TEXT TO READ
-*-

Global Resilience Solutions > Category:sexuality

The Weight of History: Why the West’s Convoluted Relationship to Sex and Gender Still Screws Us Up

I’m pretty sure that there’s no one in Western culture, whatever their perspectives on these issues, who wouldn’t say that the West is deeply troubled about sex and gender. And that trouble impacts every one of us throughout our lives, muddying the waters of an important area of life. This is the legacy of a particular path of cultural programming, and it is only by understanding that program and its alternatives that we can begin to deal with it.

Relations Between the Sexes

We start at the beginning, the cultures that originated Western programming on gender and sexuality, Ancient Greece and Judaism. Both were sedentary agricultural societies with patriarchal family organisation- the inheritance was passed through the male lineage. Any culture where this occurs begins to impose social controls and restrictions on women, who become viewed to some degree as breeding stock for the production of male heirs, and therefore must be kept “pure” to guarantee the inheritance. But these two cultures went further than many others. The reason was that each produced a negative dualistic view of women.

Anyone who’s read Aristotle probably has some idea of how the Greeks, or at least the Athenians who became the cultural centre of Greece, tended to see women. Women were inherently weak, inferior, servile, impulsive and irrational, needing male supervision. In Athens, to be a wife, especially in the upper class, was to be shut away from male society. To associate with men was to be either a prostitute or a courtesan- the latter being the main route to cultural participation for Athenian women.

In ancient Judaism, as one author has pointed out, the role of the man was delineated by duties- sacrifices, charitable works, other religious and social roles- and the role of women was delineated by prohibitions. They were limited in their ability to associate with men, had to observe numerous taboos, their sexuality was tightly controlled by men, and they had few property or other rights.

Christianity, although emerging from Judaism, afforded a remarkably prominent role to women in the first few centuries of its existence, as attested by the large number of extremely popular female saints during that time. Of course, when the Emperor Constantine decided to use Christianity as a means of unifying the fragmenting Roman Empire, Christianity went from a persecuted minority of committed believers to an official church, and had to welcome the social establishment into the fold. With them, they brought Greco-Roman attitudes about the place of women in society. Women were increasingly restricted, and their role in the church declined.

In the West, Augustine of Hippo’s explanation of sin and the fall posited that the ascendance of the rational mind over the emotions and the body, of male over female and of spirit over matter was the natural order of the universe, and that the “lesser” half of each pair was naturally predisposed to sin. As the most influential writer in Western theology, his ideas were passed down and magnified into even worse forms.

Nevertheless, the Middle Ages were not the low point for women. That came with Enlightenment, the era when the family declined as an economic unit and formal learning (exclusive to men) displaced informal study. The result was a bifurcation of society into a rationalised, masculine public sphere stood and a domestic, family sphere.

-*-

RECORDS SUPPLIED
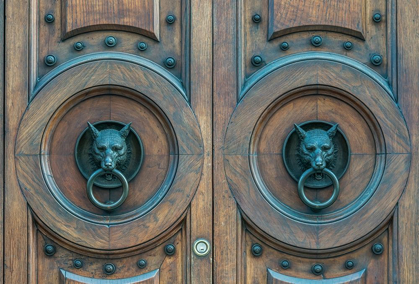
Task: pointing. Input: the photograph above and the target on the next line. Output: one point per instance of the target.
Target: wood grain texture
(225, 92)
(16, 99)
(81, 16)
(294, 16)
(201, 102)
(408, 88)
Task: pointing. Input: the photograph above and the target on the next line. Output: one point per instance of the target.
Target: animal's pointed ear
(332, 131)
(301, 133)
(125, 131)
(93, 130)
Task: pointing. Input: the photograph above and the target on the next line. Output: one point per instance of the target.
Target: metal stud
(50, 60)
(110, 41)
(49, 250)
(142, 263)
(285, 264)
(49, 18)
(170, 249)
(109, 268)
(316, 41)
(377, 248)
(348, 45)
(257, 250)
(257, 18)
(78, 46)
(284, 46)
(170, 19)
(257, 60)
(377, 17)
(317, 269)
(170, 62)
(77, 263)
(142, 46)
(376, 59)
(349, 264)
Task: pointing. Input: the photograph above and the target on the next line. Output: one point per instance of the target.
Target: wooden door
(109, 200)
(306, 85)
(230, 104)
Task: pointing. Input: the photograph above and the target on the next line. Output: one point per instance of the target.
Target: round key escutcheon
(49, 250)
(170, 249)
(257, 18)
(170, 19)
(201, 247)
(50, 60)
(317, 269)
(109, 268)
(257, 250)
(49, 18)
(349, 264)
(378, 248)
(78, 46)
(285, 264)
(78, 263)
(142, 263)
(316, 41)
(111, 41)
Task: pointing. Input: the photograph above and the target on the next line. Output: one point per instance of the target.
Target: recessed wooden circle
(109, 87)
(319, 90)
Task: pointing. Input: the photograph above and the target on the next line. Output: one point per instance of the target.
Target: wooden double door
(270, 141)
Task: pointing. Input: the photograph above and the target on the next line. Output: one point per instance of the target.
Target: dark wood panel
(81, 16)
(302, 15)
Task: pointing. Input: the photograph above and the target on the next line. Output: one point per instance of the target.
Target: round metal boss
(293, 165)
(87, 166)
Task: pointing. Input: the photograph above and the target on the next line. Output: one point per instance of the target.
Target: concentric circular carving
(330, 91)
(105, 87)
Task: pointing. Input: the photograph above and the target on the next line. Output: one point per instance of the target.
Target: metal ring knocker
(114, 205)
(314, 205)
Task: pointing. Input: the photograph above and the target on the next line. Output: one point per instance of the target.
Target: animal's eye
(101, 147)
(326, 147)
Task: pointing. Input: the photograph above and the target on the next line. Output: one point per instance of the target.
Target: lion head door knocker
(109, 154)
(316, 154)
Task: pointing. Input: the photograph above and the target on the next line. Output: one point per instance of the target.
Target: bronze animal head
(109, 148)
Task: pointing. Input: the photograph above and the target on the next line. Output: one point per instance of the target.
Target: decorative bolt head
(348, 45)
(142, 46)
(285, 264)
(316, 41)
(317, 269)
(257, 60)
(110, 41)
(376, 59)
(49, 18)
(349, 264)
(257, 250)
(77, 263)
(170, 62)
(170, 249)
(50, 60)
(49, 250)
(257, 18)
(377, 17)
(78, 46)
(377, 248)
(170, 19)
(109, 268)
(142, 263)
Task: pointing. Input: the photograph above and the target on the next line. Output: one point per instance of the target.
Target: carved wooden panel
(329, 15)
(278, 278)
(127, 15)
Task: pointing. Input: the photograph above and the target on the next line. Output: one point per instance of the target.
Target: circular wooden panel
(109, 87)
(327, 90)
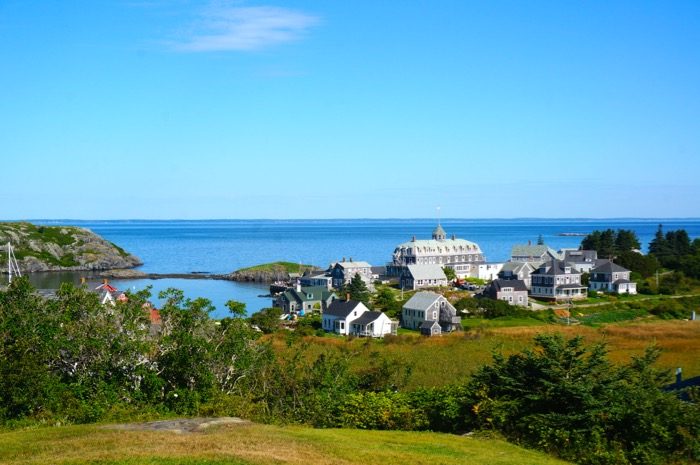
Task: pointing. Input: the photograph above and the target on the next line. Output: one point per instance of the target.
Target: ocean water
(222, 246)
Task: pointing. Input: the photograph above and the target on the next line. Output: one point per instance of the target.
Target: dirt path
(182, 425)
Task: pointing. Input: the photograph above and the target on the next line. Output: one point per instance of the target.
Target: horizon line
(528, 218)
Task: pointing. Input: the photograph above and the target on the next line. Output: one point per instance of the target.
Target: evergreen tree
(606, 248)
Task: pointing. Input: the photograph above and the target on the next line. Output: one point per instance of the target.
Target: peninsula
(60, 248)
(270, 272)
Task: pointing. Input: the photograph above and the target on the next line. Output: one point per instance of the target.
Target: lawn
(451, 358)
(256, 444)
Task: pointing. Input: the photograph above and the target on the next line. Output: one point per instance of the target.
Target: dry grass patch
(257, 444)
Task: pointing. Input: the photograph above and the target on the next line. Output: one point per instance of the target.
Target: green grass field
(256, 444)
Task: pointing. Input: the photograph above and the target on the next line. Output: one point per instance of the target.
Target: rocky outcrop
(60, 248)
(259, 276)
(270, 272)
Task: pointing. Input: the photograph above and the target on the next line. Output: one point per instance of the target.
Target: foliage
(675, 251)
(379, 411)
(71, 359)
(566, 398)
(609, 243)
(267, 320)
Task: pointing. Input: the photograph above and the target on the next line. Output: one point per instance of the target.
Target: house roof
(308, 294)
(609, 267)
(555, 267)
(342, 308)
(571, 286)
(517, 267)
(426, 271)
(367, 318)
(428, 324)
(380, 270)
(516, 284)
(535, 251)
(580, 256)
(422, 300)
(453, 245)
(351, 265)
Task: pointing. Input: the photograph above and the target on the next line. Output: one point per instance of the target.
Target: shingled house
(557, 280)
(428, 306)
(611, 277)
(306, 299)
(512, 291)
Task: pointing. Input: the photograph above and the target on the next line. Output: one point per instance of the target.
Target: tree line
(71, 359)
(672, 251)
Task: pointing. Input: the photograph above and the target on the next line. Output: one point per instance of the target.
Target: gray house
(536, 254)
(557, 280)
(306, 299)
(517, 270)
(583, 260)
(340, 314)
(610, 277)
(430, 328)
(512, 291)
(342, 273)
(419, 276)
(429, 306)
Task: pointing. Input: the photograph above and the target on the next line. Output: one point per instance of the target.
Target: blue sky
(323, 109)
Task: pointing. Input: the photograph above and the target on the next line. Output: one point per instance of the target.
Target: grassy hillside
(256, 444)
(449, 358)
(54, 248)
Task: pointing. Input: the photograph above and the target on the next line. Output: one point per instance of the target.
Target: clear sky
(349, 109)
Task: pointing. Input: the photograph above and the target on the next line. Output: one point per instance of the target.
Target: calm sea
(222, 246)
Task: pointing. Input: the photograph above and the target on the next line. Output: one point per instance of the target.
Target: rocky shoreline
(60, 248)
(136, 274)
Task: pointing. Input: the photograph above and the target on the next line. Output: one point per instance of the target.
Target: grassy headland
(57, 248)
(256, 444)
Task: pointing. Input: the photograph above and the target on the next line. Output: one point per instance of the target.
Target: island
(271, 272)
(60, 248)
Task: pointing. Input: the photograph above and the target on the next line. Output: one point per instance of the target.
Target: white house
(489, 271)
(372, 324)
(418, 276)
(611, 277)
(340, 313)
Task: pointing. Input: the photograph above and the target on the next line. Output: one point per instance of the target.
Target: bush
(669, 309)
(379, 410)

-*-

WHAT IS REQUIRED
In the article on the West's relationship to sex and gender, what was the main route to cultural participation for Athenian women?

PROBLEM SOLUTION
Being a courtesan.